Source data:
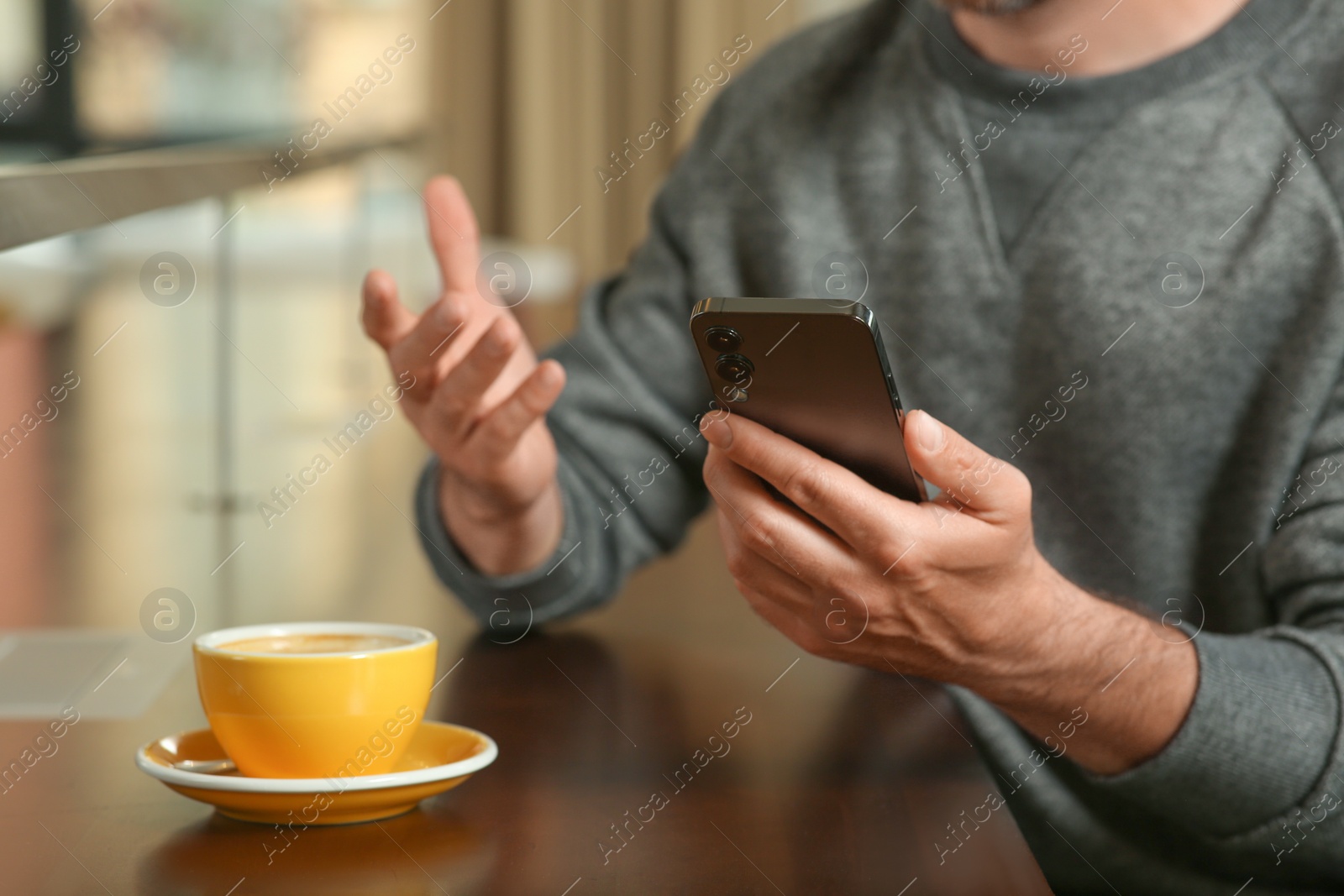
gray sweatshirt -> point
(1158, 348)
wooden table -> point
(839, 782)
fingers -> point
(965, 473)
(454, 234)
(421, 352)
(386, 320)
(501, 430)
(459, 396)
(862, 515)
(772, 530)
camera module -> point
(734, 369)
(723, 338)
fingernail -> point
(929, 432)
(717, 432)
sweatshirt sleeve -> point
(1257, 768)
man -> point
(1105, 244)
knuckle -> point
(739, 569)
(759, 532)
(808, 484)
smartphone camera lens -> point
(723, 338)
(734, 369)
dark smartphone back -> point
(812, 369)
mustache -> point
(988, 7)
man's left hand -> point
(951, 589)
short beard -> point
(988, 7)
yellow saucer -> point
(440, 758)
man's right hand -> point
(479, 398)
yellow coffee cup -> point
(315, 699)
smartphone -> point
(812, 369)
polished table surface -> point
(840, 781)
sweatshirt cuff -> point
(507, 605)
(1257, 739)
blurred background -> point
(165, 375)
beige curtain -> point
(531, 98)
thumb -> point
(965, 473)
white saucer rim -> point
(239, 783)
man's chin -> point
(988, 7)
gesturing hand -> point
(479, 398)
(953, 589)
==
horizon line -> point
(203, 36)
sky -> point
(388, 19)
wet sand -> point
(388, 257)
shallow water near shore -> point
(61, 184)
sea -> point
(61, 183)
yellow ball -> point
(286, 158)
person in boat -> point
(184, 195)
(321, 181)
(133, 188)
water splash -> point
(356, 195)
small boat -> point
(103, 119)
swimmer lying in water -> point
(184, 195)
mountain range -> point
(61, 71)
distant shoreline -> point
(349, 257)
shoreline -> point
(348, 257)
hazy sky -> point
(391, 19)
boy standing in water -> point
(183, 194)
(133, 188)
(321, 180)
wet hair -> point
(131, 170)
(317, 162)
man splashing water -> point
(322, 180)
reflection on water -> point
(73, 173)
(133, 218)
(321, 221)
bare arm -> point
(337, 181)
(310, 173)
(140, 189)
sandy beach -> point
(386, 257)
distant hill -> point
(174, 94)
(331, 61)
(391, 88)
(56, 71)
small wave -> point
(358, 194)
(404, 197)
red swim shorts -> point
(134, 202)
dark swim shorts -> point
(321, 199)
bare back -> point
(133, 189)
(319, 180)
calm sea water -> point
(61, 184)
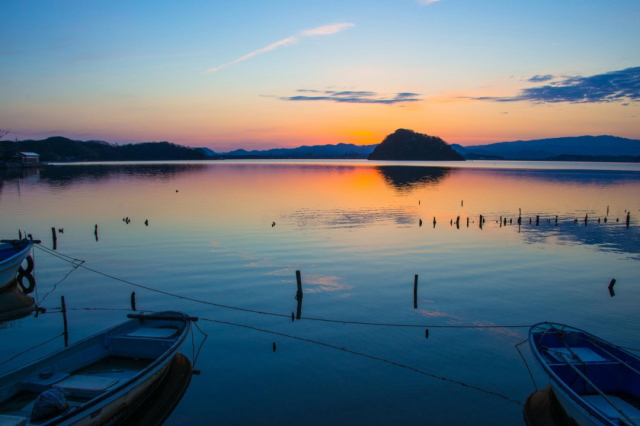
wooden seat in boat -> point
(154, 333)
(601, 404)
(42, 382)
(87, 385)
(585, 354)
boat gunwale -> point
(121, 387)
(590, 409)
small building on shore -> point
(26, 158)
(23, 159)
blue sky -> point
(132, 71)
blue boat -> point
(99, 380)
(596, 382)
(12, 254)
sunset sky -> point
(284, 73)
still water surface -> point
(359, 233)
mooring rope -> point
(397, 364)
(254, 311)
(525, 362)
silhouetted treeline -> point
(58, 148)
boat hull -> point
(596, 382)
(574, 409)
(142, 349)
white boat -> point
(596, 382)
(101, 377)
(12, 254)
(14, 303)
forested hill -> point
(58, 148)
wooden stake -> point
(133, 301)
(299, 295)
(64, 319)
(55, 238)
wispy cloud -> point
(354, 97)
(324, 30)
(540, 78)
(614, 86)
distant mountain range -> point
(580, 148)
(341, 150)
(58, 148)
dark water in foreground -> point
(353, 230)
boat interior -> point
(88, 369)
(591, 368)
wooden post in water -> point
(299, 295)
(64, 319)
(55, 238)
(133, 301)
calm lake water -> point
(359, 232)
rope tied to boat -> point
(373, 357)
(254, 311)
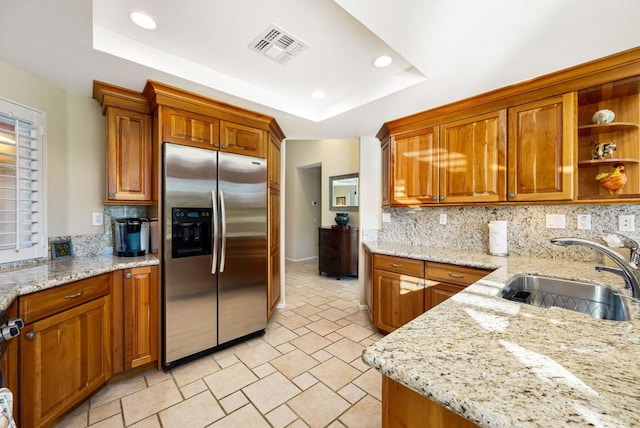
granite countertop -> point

Objective — Scale the entries in the stretch from the line containing "gray sweatshirt -> point" through the line containing "(1257, 768)". Write those lines out again, requests included, with every point coordinate multiplied by 2.2 and rounded to a whole number, halves rounding up.

Answer for the task —
gray sweatshirt -> point
(2548, 766)
wooden table -> point
(1846, 1720)
fingers -> point
(2123, 1041)
(999, 515)
(926, 774)
(849, 704)
(1102, 946)
(1010, 871)
(1896, 1133)
(1698, 1166)
camera module -> point
(1615, 812)
(1591, 744)
fingernail -> point
(2044, 950)
(1577, 950)
sweatshirt sleeve -> point
(2765, 1690)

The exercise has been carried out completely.